STATED GOAL → Quote every row below verbatim, without any alteration.

DATA EXTRACT →

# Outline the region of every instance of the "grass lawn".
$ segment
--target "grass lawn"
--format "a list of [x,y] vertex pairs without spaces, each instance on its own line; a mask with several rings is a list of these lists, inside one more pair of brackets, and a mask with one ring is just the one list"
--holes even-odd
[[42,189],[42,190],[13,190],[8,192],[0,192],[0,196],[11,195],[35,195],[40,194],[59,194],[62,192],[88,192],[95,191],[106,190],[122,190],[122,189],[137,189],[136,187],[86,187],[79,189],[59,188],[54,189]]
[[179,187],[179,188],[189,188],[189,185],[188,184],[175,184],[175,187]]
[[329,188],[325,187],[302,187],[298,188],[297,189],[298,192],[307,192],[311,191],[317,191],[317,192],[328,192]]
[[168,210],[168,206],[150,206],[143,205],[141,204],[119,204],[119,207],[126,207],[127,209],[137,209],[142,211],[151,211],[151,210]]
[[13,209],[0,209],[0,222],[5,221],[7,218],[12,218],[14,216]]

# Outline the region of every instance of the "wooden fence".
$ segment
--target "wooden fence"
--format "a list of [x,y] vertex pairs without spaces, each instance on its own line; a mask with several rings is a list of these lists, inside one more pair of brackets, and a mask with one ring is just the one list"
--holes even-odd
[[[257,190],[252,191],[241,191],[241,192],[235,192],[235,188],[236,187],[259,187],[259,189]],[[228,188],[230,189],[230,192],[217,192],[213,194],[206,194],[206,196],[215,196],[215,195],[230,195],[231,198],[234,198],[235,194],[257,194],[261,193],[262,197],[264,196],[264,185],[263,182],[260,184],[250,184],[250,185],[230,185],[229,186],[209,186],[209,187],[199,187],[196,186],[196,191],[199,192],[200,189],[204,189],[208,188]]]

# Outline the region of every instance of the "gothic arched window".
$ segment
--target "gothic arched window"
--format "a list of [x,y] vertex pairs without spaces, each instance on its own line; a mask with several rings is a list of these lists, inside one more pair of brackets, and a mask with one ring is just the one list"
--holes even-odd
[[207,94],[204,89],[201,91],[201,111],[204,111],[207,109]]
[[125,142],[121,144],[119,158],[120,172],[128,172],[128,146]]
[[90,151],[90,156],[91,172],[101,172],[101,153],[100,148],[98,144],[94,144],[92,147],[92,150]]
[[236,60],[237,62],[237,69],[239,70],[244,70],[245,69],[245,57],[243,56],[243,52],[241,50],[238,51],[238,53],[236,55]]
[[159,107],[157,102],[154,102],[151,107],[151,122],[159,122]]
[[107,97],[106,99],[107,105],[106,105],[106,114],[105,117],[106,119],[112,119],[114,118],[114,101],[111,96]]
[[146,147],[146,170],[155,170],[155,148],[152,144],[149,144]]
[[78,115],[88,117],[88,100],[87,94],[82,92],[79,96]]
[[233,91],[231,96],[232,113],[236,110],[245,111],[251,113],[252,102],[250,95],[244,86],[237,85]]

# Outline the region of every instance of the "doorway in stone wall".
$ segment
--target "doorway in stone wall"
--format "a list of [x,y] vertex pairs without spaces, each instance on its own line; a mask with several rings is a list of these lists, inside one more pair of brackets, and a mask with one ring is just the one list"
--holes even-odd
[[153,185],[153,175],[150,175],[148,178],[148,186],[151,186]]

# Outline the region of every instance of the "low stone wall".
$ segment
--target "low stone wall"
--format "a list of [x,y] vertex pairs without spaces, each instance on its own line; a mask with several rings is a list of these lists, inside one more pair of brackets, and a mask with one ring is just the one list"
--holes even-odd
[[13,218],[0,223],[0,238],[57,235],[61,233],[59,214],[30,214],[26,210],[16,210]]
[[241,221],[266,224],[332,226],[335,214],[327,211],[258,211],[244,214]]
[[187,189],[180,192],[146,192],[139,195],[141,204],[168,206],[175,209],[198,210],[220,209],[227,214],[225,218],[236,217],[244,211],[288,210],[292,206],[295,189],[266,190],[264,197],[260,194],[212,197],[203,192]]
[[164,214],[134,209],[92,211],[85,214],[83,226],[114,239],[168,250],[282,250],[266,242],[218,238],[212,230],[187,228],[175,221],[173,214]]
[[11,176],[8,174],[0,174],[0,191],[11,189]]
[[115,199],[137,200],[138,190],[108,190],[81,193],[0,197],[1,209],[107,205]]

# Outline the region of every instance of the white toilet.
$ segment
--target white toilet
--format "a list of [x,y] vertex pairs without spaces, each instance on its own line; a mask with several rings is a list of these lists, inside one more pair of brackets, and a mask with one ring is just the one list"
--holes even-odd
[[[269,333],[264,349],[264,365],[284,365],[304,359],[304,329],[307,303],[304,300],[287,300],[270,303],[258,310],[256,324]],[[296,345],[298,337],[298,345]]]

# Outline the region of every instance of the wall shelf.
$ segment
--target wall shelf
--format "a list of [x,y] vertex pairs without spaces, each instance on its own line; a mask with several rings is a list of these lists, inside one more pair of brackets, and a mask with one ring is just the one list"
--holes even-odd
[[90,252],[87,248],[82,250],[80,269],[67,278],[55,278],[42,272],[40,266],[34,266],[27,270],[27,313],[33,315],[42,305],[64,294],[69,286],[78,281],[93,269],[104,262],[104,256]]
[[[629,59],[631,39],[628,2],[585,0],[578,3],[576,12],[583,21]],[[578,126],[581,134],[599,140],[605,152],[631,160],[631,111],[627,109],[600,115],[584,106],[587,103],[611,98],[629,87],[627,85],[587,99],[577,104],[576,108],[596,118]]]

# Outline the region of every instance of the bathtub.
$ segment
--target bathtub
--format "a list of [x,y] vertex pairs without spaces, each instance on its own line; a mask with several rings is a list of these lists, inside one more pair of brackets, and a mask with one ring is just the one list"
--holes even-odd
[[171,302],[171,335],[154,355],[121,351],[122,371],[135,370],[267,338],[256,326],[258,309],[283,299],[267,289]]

RESPONSE →
# Outline the region of every instance of the "grass lawn".
$ segment
--target "grass lawn"
--format "a list of [x,y] vertex pairs without spaces, each instance on its own line; a mask with several rings is a list of these lists, inside one more pair of brackets, and a mask with one ring is just the one list"
--holes even-odd
[[42,189],[42,190],[13,190],[8,192],[0,192],[0,196],[11,195],[35,195],[40,194],[59,194],[62,192],[88,192],[95,191],[106,190],[122,190],[122,189],[137,189],[136,187],[86,187],[79,189],[59,188],[54,189]]
[[179,187],[179,188],[189,188],[189,185],[188,184],[175,184],[175,187]]
[[329,188],[325,187],[302,187],[298,188],[297,189],[298,192],[307,192],[311,191],[317,191],[317,192],[328,192]]
[[168,210],[168,206],[150,206],[143,205],[141,204],[119,204],[119,207],[126,207],[127,209],[137,209],[142,211],[151,211],[151,210]]
[[13,209],[0,209],[0,222],[5,221],[7,218],[12,218],[14,216]]

# Outline the region of every instance of the "wooden fence".
$ segment
--target "wooden fence"
--format "a list of [x,y] vertex pairs without spaces, each instance on its own line; a mask with several rings is a list of these lists, inside one more pair of brackets, and a mask with one ring is just the one list"
--holes even-odd
[[[257,190],[252,191],[241,191],[241,192],[235,192],[235,188],[236,187],[259,187],[259,189]],[[228,188],[230,189],[230,192],[217,192],[213,194],[206,194],[206,196],[215,196],[215,195],[230,195],[231,198],[234,198],[235,194],[257,194],[261,193],[262,197],[264,196],[264,185],[263,182],[260,184],[250,184],[250,185],[230,185],[229,186],[209,186],[209,187],[199,187],[196,186],[196,191],[199,192],[200,189],[204,189],[208,188]]]

# Outline the region of every instance of the "gothic arched window".
$ segment
--target "gothic arched window"
--format "a list of [x,y] vertex pairs without spaces, each instance on its own line; a mask with several rings is a list of these lists, inside one more pair of brackets, and a mask with one ring is just the one list"
--holes even-odd
[[207,94],[204,89],[201,91],[201,111],[204,111],[207,109]]
[[125,142],[121,144],[119,158],[120,172],[128,172],[128,146]]
[[90,151],[90,156],[91,172],[101,172],[101,153],[100,148],[98,144],[94,144],[92,147],[92,150]]
[[236,60],[237,62],[237,69],[239,70],[244,70],[245,69],[245,57],[243,56],[243,52],[241,50],[238,51],[238,53],[236,55]]
[[159,107],[157,102],[154,102],[151,107],[151,122],[159,122]]
[[107,97],[106,99],[107,105],[106,105],[106,114],[105,117],[106,119],[112,119],[114,118],[114,101],[111,96]]
[[146,147],[146,170],[155,170],[155,148],[152,144],[149,144]]
[[78,115],[88,117],[88,100],[87,94],[82,92],[79,96]]
[[233,91],[231,96],[232,113],[236,110],[245,111],[251,113],[252,102],[250,95],[244,86],[237,85]]

# Outline the region of every instance of the "doorway in stone wall".
$ segment
--target "doorway in stone wall"
--format "a list of [x,y] vertex pairs without spaces, each instance on its own line; a mask with several rings is a list of these lists, inside one more pair of brackets, and a mask with one ring is just the one list"
--holes even-odd
[[153,185],[153,175],[150,175],[148,178],[148,186],[151,186]]

# Outline the region of every instance of the "low stone wall".
$ segment
--target "low stone wall"
--format "a list of [x,y] vertex pairs without spaces, each instance on its own line; a mask with several rings is a list of these lists, inside one more pair of brackets, and a mask with one ring is just the one list"
--holes even-odd
[[13,218],[0,223],[0,238],[57,235],[61,233],[59,214],[30,214],[26,210],[16,210]]
[[241,221],[266,224],[332,226],[335,214],[327,211],[258,211],[244,214]]
[[187,189],[180,192],[146,192],[139,195],[141,204],[168,206],[175,209],[198,210],[220,209],[227,214],[225,218],[236,217],[244,211],[288,210],[292,206],[295,189],[266,190],[264,197],[260,194],[212,197],[203,192]]
[[164,214],[134,209],[92,211],[85,214],[83,226],[114,239],[168,250],[282,250],[266,242],[218,238],[212,230],[187,228],[175,221],[173,214]]
[[11,176],[8,174],[0,174],[0,191],[11,189]]
[[115,199],[137,200],[138,190],[108,190],[81,193],[0,197],[1,209],[107,205]]

# Outline the region of every instance of the white toilet.
$ segment
--target white toilet
--format "a list of [x,y] vertex pairs without spaces, each instance on its own line; a mask with several rings is a list of these lists, inside one more pair of brackets, and a mask with one ring is just the one list"
--holes even-odd
[[[269,333],[264,349],[264,365],[284,365],[304,359],[304,329],[307,303],[304,300],[287,300],[270,303],[258,310],[256,324]],[[296,345],[298,337],[298,345]]]

# Outline the region of every instance of the wall shelf.
$ segment
--target wall shelf
--format "a list of [x,y] vertex pairs without spaces, each instance on its own line; a mask with several rings is a list of these lists, inside one more pair of brackets, and a mask with one ring is just the one list"
--holes even-odd
[[90,252],[87,248],[82,250],[80,269],[67,278],[55,278],[42,272],[40,266],[34,266],[27,270],[27,313],[33,315],[42,305],[64,294],[69,286],[78,281],[93,269],[104,262],[104,256]]
[[[629,59],[631,39],[628,2],[585,0],[578,3],[576,12],[583,21]],[[578,126],[581,134],[599,140],[605,152],[631,160],[631,111],[627,109],[600,115],[584,106],[587,103],[611,98],[629,87],[627,85],[587,99],[577,104],[576,108],[596,118]]]

# Outline the region of every instance of the bathtub.
$ segment
--target bathtub
--format "a list of [x,y] vertex pairs without spaces, each instance on its own line; a mask with several rings is a list of these lists, inside one more pair of brackets, and a mask with one ring is just the one list"
--holes even-odd
[[171,302],[171,335],[154,355],[121,351],[122,371],[135,370],[267,338],[256,326],[258,309],[283,299],[267,289]]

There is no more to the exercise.